▸ **WHAT IS REQUIRED**:
Copy out each line below exactly as written.

· · · · ·

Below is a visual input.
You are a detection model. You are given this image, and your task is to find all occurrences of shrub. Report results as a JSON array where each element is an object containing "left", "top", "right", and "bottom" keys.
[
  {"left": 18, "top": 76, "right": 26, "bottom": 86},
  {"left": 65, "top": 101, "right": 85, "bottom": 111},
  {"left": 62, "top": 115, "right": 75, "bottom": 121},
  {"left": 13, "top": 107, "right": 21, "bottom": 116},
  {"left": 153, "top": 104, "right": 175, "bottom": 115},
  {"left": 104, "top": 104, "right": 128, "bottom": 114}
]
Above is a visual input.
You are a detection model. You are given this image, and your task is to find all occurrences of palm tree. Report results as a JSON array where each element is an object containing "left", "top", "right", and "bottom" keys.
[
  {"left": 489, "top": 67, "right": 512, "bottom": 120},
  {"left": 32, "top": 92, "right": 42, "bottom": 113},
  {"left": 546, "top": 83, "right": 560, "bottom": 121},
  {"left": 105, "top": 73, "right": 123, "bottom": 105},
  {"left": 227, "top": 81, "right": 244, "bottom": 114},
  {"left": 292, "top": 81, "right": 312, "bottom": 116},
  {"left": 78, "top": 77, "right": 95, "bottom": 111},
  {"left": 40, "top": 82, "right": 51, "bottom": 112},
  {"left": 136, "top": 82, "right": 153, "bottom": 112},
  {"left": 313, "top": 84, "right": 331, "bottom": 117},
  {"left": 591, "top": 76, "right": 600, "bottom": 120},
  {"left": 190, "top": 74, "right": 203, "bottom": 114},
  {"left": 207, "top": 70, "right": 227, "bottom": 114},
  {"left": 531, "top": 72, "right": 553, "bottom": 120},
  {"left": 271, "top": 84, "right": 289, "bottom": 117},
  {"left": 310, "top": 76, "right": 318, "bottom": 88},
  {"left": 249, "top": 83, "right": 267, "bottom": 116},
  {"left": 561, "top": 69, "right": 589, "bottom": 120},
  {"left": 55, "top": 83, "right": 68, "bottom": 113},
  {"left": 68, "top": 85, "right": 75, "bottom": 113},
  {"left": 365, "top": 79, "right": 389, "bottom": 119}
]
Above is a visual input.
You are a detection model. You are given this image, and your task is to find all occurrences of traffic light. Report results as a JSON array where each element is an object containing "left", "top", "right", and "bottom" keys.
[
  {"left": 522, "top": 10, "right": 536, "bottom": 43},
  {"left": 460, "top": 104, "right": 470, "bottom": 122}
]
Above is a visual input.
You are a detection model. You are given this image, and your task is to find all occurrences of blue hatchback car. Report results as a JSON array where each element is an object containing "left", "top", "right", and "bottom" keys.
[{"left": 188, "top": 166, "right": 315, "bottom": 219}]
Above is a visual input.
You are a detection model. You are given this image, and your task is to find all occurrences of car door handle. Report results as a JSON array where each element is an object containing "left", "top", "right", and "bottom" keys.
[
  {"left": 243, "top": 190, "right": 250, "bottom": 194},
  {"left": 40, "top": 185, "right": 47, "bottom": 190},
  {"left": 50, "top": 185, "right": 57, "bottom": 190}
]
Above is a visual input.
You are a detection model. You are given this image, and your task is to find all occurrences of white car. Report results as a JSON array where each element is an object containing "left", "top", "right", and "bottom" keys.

· · · · ·

▸ **ANSWER TO THE EXERCISE**:
Below is a visual input.
You are a detection model. You are given this image, and your task is to find all occurrences of shrub. Report results as a JSON array where each element is an object containing "left", "top", "right", and "bottom" keys.
[
  {"left": 18, "top": 76, "right": 26, "bottom": 86},
  {"left": 65, "top": 101, "right": 85, "bottom": 111},
  {"left": 62, "top": 115, "right": 75, "bottom": 121},
  {"left": 13, "top": 107, "right": 21, "bottom": 116},
  {"left": 153, "top": 104, "right": 175, "bottom": 115},
  {"left": 104, "top": 104, "right": 128, "bottom": 114}
]
Above is a visual input.
You are a detection model. You are given this image, and your task is to find all occurrences of palm tree. Report results as a JSON array where each element is an object containing "left", "top", "right", and "bottom" keys.
[
  {"left": 489, "top": 67, "right": 512, "bottom": 120},
  {"left": 32, "top": 92, "right": 42, "bottom": 113},
  {"left": 546, "top": 83, "right": 560, "bottom": 121},
  {"left": 105, "top": 73, "right": 123, "bottom": 105},
  {"left": 227, "top": 81, "right": 244, "bottom": 114},
  {"left": 292, "top": 81, "right": 312, "bottom": 116},
  {"left": 78, "top": 77, "right": 95, "bottom": 111},
  {"left": 40, "top": 82, "right": 51, "bottom": 112},
  {"left": 136, "top": 82, "right": 153, "bottom": 112},
  {"left": 313, "top": 84, "right": 331, "bottom": 117},
  {"left": 591, "top": 76, "right": 600, "bottom": 120},
  {"left": 190, "top": 74, "right": 203, "bottom": 114},
  {"left": 207, "top": 70, "right": 227, "bottom": 114},
  {"left": 531, "top": 72, "right": 553, "bottom": 120},
  {"left": 271, "top": 84, "right": 289, "bottom": 117},
  {"left": 310, "top": 76, "right": 318, "bottom": 88},
  {"left": 249, "top": 83, "right": 267, "bottom": 116},
  {"left": 561, "top": 69, "right": 589, "bottom": 120},
  {"left": 55, "top": 83, "right": 68, "bottom": 113},
  {"left": 68, "top": 85, "right": 75, "bottom": 113},
  {"left": 365, "top": 79, "right": 389, "bottom": 119}
]
Above is a visual input.
You are a detection model. You are given this image, and your task is to find all occurrences of traffic light. Report results as a JSON array where each element is an object containing "left", "top", "right", and "bottom" keys.
[
  {"left": 522, "top": 10, "right": 536, "bottom": 43},
  {"left": 460, "top": 104, "right": 470, "bottom": 122}
]
Above is a visual input.
You are a detection model. You are given this image, and your task is to find all occurrences of blue hatchback car. Report results as a JSON array where each element is an object containing "left", "top", "right", and "bottom" keys.
[{"left": 188, "top": 166, "right": 315, "bottom": 219}]
Above is a visual input.
You are a detection model. You are given this image, and your task is to find all occurrences of car door handle. Report results as a JSON array where each element is an object containing "left", "top", "right", and "bottom" keys.
[
  {"left": 243, "top": 190, "right": 250, "bottom": 194},
  {"left": 40, "top": 185, "right": 47, "bottom": 190},
  {"left": 50, "top": 185, "right": 57, "bottom": 190}
]
Above is a visual input.
You are a detection model. You are given this image, and your task is to find all occurrences of white car. Report results as a JSON array where each element is an object containing "left", "top", "right", and "bottom" keys.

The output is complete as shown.